TASK
In the entries below, which lines run from the one containing "Could you point to the curved" to the one containing "Could you point to the dark"? Copy exactly those lines, ends included, and no others.

(Dataset records)
********************
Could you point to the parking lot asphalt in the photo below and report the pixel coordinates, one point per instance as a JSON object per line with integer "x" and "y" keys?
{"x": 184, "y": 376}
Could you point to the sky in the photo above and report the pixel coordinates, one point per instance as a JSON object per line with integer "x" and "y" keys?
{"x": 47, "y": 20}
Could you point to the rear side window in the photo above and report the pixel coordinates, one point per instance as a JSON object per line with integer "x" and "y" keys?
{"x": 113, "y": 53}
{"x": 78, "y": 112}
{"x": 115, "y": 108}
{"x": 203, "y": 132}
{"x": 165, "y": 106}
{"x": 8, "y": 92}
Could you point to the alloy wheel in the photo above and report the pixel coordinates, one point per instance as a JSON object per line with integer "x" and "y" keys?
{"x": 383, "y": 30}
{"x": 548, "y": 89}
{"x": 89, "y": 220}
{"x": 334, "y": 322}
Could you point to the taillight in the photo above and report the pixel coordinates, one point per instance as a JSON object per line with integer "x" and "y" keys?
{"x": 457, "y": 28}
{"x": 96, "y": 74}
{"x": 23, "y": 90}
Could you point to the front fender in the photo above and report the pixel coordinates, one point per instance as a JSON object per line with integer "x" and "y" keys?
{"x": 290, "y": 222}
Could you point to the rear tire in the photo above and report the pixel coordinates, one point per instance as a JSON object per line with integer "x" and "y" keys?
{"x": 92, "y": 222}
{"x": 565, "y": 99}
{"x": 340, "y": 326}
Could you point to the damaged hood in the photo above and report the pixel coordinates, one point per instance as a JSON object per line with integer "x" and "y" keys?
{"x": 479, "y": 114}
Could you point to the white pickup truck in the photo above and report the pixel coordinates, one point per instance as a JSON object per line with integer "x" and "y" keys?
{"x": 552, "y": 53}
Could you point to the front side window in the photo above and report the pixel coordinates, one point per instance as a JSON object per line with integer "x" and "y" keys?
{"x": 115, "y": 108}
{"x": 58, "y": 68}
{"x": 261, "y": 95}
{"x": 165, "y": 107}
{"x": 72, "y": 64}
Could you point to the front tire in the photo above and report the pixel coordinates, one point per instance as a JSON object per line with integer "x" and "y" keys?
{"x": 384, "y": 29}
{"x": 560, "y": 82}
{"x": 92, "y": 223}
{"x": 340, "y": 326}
********************
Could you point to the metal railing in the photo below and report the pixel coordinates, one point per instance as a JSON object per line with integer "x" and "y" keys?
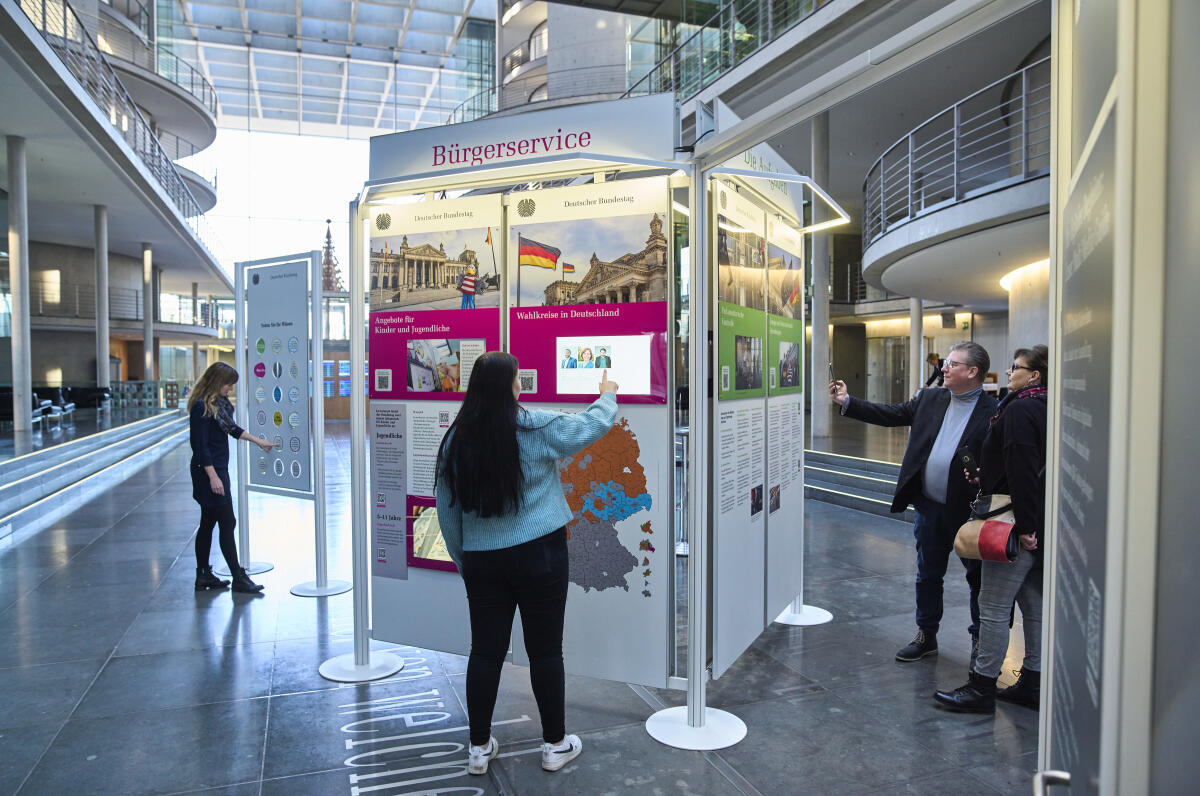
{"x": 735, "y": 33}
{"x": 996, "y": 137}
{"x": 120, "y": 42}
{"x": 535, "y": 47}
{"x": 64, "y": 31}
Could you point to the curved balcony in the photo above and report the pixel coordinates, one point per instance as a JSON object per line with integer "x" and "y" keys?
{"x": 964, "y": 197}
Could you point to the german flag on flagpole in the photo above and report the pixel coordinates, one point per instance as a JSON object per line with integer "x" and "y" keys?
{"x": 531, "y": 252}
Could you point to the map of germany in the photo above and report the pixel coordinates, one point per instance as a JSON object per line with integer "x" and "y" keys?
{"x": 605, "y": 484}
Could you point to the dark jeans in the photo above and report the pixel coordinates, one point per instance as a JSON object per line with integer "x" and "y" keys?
********************
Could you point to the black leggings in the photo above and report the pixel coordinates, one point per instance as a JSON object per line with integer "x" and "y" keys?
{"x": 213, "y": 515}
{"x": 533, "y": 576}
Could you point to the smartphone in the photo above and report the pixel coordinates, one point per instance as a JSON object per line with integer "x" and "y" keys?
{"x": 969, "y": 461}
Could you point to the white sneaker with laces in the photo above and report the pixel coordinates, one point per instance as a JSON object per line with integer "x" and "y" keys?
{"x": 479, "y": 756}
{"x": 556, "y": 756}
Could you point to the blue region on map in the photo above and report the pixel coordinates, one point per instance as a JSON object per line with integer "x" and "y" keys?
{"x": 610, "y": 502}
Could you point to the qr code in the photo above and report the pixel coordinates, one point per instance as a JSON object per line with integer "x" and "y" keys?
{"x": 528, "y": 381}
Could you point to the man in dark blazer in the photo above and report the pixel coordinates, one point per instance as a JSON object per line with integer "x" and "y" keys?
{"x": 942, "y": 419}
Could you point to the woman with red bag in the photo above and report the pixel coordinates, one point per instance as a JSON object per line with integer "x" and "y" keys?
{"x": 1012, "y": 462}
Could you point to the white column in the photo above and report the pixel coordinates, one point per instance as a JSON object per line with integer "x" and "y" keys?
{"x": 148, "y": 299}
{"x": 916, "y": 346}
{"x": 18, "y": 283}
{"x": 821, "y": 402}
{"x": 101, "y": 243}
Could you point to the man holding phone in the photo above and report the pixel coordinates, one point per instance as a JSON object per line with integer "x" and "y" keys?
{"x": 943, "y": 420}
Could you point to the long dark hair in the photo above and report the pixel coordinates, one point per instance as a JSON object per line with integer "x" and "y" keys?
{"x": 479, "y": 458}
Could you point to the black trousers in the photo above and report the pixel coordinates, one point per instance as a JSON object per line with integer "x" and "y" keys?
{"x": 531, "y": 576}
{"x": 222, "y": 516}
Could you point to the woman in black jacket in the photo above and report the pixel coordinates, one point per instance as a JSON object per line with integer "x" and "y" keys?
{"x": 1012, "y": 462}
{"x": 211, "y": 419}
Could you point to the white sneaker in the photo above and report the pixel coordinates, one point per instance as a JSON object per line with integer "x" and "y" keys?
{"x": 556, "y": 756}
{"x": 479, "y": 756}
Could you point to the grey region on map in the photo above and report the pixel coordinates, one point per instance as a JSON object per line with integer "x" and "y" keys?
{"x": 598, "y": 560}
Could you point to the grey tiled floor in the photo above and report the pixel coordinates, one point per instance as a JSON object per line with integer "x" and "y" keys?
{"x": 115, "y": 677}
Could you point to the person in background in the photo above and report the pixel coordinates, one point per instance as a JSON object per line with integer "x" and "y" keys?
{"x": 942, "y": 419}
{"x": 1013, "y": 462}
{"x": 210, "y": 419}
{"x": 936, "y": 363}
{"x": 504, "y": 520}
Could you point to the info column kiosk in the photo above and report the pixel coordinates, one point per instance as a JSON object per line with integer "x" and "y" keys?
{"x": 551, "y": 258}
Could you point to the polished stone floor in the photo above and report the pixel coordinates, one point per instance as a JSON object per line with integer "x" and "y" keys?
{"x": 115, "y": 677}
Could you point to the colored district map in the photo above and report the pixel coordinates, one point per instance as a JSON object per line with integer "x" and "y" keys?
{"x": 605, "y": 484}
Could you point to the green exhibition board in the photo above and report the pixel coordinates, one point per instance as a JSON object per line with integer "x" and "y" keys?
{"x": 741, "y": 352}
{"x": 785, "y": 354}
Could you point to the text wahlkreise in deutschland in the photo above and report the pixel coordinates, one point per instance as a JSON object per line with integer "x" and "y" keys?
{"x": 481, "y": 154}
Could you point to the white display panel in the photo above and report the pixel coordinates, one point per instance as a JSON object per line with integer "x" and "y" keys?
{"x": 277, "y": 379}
********************
EXERCISE SOLUTION
Could you point to the curved balcony in the photo above and report the pixel coordinates, one point per instance as a JSON object per line with integer "x" and "y" keys?
{"x": 964, "y": 197}
Could you point to the german flag on flagpole in the photo above and report the pixel coordinates, one point per instance as a JSON object per line with integer "x" and "y" keys?
{"x": 531, "y": 252}
Could you point to the map of germany in the photo above and report the pixel coordinates, one point per instance as a JSON object per line with integer "x" and "y" keys?
{"x": 605, "y": 484}
Could you point to the dark jeans in the photo above and report the pixel coordinates, one point per instance as a JSON object per line with integer "x" and "y" keys?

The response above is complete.